AIM OF THE EXERCISE -> Copy out every line of the listing below verbatim, leaving nothing out and altering nothing.
*-*-*
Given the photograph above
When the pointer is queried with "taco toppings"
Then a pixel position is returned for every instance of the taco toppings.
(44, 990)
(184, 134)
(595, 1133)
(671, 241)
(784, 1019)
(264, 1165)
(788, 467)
*-*-*
THE OUTPUT ->
Given the photograph above
When the pointer is queried with "taco toppings"
Then a pixel position is returned for every instance of the taco toppings.
(44, 990)
(184, 134)
(595, 1133)
(671, 241)
(784, 1019)
(264, 1165)
(788, 467)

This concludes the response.